## GIVEN PROBLEM:
Count the lines in the entries below that contain the string "rocky", treating uppercase and lowercase as different. Give only the number.

::::::

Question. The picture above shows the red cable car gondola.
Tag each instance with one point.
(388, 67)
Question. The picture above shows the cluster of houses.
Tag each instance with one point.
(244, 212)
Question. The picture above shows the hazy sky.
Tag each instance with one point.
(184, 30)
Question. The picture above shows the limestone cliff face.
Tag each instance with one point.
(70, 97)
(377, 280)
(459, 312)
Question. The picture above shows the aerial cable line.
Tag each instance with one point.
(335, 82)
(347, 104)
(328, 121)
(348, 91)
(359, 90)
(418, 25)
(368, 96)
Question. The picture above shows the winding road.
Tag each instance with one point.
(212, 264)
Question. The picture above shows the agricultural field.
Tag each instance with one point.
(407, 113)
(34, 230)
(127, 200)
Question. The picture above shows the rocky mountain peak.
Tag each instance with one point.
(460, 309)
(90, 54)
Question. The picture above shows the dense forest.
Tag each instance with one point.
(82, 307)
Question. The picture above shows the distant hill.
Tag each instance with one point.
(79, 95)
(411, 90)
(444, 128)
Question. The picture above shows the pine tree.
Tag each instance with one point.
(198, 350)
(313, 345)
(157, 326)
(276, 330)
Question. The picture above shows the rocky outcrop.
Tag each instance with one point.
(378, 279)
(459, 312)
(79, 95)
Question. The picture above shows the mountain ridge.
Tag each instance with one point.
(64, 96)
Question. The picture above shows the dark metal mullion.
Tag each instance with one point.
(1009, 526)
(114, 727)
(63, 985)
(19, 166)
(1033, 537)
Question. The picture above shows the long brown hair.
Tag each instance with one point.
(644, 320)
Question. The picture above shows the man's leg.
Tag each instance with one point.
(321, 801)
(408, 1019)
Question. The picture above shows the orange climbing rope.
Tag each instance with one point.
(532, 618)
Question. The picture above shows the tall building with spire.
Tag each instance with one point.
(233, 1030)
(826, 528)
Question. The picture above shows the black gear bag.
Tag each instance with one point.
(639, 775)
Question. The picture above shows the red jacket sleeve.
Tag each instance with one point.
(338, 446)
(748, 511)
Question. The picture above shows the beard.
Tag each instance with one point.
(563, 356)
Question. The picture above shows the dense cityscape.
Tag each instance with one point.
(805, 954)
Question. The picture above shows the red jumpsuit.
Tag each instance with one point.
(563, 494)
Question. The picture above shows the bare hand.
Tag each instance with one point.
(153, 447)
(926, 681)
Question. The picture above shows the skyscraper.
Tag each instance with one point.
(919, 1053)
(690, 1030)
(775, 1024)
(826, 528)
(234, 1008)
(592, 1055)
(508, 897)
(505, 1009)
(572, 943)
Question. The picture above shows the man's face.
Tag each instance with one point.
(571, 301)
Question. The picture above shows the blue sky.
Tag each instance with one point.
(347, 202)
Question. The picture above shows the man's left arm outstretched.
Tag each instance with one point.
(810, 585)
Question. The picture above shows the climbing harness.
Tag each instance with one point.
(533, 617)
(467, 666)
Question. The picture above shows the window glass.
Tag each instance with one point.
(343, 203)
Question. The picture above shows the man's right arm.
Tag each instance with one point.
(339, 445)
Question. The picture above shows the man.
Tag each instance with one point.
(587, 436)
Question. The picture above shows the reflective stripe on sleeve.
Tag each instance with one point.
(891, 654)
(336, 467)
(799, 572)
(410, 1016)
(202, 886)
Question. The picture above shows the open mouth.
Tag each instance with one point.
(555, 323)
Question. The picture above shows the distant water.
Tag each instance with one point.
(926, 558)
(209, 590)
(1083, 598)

::::::

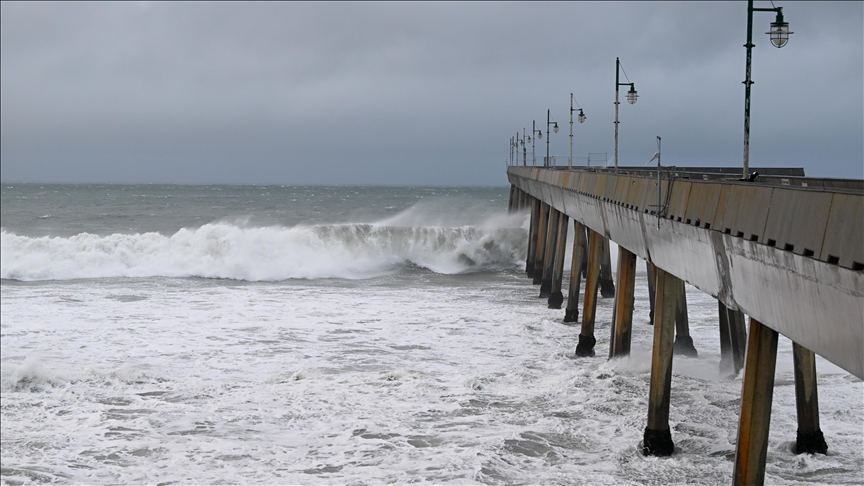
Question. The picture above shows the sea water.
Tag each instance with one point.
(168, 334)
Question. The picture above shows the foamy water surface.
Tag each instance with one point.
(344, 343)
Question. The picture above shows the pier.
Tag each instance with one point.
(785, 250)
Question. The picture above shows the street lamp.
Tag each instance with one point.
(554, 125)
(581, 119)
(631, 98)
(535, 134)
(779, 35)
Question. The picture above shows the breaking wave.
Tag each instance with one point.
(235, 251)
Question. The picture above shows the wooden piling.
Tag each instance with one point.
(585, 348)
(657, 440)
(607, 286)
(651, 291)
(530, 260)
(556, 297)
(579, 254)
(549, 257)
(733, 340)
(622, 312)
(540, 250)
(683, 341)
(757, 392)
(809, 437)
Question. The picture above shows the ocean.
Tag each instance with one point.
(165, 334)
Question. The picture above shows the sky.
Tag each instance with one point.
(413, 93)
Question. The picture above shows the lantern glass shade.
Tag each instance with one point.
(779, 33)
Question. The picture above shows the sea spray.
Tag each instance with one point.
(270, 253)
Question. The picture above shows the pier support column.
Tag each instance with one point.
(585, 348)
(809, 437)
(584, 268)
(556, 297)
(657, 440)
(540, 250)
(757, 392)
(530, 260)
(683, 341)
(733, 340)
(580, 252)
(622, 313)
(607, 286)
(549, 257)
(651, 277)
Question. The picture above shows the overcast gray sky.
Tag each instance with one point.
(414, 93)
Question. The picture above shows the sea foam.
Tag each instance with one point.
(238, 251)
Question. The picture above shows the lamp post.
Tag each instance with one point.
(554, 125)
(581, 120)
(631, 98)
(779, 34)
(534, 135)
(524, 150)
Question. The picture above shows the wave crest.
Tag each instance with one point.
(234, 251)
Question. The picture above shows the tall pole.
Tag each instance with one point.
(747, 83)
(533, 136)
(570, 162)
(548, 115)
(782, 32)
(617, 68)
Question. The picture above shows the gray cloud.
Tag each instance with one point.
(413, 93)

::::::

## SOLUTION FOR THIS PROBLEM:
2